BEGIN PROVIDED RECORDS

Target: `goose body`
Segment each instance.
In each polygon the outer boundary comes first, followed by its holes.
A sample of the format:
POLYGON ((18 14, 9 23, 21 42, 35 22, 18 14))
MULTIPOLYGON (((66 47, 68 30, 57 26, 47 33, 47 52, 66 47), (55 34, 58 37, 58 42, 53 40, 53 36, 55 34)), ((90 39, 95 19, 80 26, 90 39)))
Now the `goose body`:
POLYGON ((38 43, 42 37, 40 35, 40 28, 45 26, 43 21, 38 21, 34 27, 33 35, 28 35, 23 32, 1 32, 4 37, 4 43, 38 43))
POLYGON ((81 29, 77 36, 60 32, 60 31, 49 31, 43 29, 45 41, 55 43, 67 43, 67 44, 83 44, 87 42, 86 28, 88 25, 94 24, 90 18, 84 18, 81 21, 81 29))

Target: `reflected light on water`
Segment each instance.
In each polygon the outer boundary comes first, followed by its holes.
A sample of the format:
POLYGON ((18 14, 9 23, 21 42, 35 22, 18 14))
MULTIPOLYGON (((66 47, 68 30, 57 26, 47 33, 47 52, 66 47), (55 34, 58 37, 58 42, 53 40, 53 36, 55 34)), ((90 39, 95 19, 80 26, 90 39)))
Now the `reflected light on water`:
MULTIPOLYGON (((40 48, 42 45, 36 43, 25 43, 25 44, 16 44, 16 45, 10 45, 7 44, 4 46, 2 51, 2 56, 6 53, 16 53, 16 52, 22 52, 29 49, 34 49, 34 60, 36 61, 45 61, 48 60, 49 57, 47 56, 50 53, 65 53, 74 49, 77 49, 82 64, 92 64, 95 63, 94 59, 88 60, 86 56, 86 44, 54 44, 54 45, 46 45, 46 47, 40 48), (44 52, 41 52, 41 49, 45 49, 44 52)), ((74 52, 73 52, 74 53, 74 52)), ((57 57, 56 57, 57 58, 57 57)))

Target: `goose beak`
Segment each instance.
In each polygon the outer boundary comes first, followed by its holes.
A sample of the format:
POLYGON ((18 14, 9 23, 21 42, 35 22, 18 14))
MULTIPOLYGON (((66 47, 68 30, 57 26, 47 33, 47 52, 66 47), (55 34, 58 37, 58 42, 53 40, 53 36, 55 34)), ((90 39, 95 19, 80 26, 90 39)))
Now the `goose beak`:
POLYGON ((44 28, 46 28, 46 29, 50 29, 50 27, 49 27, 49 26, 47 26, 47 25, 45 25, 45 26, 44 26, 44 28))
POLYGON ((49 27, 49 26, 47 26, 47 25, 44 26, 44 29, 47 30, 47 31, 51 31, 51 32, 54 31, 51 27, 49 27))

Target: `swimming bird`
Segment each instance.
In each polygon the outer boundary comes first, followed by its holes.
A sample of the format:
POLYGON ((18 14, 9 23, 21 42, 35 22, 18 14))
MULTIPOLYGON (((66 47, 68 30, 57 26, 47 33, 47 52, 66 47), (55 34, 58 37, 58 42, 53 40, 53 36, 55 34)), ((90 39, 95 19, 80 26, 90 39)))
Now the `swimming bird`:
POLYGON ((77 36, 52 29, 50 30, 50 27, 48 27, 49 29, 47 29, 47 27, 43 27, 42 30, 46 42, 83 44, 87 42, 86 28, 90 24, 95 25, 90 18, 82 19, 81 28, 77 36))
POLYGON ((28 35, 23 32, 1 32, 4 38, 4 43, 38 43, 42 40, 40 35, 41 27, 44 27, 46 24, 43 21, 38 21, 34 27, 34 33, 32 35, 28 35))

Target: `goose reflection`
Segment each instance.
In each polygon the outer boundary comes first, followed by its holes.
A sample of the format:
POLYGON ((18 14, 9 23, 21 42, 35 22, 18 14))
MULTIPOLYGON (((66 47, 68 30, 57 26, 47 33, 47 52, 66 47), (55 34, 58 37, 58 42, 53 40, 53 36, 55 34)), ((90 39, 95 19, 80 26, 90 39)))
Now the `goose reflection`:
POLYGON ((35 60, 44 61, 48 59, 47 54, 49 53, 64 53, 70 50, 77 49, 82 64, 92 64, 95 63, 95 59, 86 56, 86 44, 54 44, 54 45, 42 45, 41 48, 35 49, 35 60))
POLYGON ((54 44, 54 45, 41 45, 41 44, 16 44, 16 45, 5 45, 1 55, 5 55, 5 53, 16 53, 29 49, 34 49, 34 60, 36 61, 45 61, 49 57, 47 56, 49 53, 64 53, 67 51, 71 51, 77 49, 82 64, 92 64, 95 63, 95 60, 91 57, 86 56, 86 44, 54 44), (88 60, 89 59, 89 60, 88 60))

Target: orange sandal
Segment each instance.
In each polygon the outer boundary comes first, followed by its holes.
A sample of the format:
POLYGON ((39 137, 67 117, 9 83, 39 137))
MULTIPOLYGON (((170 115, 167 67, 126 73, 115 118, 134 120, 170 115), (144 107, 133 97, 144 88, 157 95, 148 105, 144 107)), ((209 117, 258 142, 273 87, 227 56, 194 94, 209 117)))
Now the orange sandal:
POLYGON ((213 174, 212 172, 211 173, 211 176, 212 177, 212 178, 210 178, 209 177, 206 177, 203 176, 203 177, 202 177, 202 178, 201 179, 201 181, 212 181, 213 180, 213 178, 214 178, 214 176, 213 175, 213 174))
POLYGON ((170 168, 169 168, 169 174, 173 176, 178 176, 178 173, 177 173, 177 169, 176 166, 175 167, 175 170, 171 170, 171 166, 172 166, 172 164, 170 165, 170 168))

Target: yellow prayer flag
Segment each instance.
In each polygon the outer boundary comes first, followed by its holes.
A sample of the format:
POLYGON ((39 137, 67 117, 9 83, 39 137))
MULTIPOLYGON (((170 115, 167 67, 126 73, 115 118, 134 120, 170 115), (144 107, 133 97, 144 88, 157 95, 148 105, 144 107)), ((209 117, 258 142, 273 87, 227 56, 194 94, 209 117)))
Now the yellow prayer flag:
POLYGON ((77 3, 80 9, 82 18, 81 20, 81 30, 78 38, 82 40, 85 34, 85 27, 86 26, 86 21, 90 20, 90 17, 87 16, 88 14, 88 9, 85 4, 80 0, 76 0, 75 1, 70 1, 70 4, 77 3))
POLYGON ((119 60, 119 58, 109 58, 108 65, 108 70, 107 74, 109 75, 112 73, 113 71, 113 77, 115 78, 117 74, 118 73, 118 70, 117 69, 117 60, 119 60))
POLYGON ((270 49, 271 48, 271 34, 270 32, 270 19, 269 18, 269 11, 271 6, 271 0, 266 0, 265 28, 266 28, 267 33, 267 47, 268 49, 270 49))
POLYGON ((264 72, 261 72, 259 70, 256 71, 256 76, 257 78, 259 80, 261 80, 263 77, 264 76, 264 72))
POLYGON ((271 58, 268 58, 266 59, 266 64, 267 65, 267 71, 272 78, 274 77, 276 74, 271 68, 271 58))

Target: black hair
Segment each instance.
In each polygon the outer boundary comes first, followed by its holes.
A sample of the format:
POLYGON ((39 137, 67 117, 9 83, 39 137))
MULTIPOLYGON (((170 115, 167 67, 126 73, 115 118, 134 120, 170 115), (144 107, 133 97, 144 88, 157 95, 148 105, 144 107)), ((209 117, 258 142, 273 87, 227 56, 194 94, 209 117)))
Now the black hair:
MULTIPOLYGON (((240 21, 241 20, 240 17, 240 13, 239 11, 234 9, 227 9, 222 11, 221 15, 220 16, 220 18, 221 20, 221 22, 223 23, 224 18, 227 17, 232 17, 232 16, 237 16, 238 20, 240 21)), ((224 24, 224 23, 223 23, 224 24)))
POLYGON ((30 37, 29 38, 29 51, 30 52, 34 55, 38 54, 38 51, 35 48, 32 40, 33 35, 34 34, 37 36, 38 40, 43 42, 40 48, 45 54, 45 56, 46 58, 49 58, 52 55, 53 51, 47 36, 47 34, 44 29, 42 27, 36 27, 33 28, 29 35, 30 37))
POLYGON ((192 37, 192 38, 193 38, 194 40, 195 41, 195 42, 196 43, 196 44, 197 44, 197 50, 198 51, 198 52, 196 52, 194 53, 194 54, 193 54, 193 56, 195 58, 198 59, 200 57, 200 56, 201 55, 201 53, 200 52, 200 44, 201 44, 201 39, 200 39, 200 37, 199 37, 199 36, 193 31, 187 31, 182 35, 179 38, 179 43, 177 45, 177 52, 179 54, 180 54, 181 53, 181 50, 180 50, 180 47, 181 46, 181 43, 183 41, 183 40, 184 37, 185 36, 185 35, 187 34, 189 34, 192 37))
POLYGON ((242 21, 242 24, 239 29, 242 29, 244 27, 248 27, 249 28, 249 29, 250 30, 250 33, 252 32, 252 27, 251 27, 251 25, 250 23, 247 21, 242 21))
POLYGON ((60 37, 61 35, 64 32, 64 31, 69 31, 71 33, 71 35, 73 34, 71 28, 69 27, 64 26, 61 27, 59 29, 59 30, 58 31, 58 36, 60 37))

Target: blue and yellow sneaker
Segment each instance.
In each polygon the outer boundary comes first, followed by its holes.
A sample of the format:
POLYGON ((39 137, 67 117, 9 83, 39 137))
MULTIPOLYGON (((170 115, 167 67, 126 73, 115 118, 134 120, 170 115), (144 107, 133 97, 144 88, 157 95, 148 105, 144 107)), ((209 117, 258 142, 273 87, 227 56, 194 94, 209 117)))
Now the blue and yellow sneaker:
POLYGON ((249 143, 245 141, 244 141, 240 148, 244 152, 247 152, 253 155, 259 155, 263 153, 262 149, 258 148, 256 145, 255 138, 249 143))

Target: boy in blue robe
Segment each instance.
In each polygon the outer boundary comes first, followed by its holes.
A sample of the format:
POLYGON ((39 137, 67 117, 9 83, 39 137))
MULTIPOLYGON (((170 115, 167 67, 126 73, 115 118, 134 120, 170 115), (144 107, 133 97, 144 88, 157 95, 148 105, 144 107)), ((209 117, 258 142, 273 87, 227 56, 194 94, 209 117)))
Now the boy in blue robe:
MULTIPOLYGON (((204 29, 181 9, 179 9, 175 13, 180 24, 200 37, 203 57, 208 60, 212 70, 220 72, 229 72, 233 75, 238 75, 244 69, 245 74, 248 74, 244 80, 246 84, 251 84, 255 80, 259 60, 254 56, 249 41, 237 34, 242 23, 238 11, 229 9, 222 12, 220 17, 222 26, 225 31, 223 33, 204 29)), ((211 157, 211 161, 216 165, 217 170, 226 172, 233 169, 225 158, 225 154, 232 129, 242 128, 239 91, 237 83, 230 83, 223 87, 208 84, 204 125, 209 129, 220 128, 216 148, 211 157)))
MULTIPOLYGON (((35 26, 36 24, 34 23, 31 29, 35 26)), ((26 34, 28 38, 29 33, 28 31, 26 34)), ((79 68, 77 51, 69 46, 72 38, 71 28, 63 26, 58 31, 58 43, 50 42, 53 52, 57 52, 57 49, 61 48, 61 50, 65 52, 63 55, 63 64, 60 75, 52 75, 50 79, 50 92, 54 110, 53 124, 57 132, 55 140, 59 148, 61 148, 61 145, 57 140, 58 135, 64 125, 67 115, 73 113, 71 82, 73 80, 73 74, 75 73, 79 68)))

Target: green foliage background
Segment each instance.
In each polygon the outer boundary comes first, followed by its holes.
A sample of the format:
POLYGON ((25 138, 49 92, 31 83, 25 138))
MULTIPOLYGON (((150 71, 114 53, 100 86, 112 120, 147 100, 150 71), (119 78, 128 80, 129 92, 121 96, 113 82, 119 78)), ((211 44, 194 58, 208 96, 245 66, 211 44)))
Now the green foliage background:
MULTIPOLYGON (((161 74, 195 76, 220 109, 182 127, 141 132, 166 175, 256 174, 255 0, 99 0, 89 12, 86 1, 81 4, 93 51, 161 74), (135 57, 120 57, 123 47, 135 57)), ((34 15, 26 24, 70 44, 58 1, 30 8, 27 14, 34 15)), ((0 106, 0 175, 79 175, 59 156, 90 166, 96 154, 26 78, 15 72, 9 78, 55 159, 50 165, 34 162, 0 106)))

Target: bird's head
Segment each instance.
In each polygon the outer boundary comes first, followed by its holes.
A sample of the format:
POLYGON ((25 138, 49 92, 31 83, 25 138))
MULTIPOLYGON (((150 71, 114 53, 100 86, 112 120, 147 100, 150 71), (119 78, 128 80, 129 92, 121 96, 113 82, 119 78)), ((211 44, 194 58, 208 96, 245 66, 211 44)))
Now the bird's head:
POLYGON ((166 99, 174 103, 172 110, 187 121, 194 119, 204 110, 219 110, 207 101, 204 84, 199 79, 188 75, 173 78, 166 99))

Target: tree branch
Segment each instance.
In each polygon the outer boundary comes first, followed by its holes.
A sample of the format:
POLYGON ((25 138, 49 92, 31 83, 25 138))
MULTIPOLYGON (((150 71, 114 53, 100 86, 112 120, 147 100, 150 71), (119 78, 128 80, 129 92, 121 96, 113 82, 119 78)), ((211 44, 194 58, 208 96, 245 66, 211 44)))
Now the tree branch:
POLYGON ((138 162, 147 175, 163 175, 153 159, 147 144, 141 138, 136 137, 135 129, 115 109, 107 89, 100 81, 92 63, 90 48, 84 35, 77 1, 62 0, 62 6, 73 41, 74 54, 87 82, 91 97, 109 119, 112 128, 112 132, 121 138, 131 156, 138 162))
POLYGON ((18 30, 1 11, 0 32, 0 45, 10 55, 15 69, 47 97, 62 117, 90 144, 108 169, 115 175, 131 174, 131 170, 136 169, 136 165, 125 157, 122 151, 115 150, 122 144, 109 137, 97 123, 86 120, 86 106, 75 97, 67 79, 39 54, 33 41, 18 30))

END PROVIDED RECORDS

REQUIRED TASK:
Transcribe the items without any change, beginning at their first line and stopping after the line that contains "POLYGON ((81 29, 77".

EXERCISE RESULT:
Target: `goose body`
Segment each instance.
In each polygon the outer boundary comes first, followed by its holes.
A sample of the format:
POLYGON ((18 14, 9 23, 21 42, 35 22, 18 14))
MULTIPOLYGON (((66 47, 68 30, 57 26, 47 33, 47 52, 66 47), (55 34, 58 37, 58 42, 53 40, 53 36, 55 34)), ((90 39, 95 19, 80 26, 90 39)))
Now the `goose body`:
POLYGON ((38 43, 42 37, 40 35, 40 28, 45 26, 43 21, 38 21, 34 27, 33 35, 28 35, 23 32, 1 32, 4 37, 4 43, 38 43))
POLYGON ((81 29, 77 36, 60 32, 60 31, 49 31, 43 29, 45 41, 55 43, 67 43, 67 44, 83 44, 87 42, 86 28, 88 25, 94 24, 90 18, 84 18, 81 21, 81 29))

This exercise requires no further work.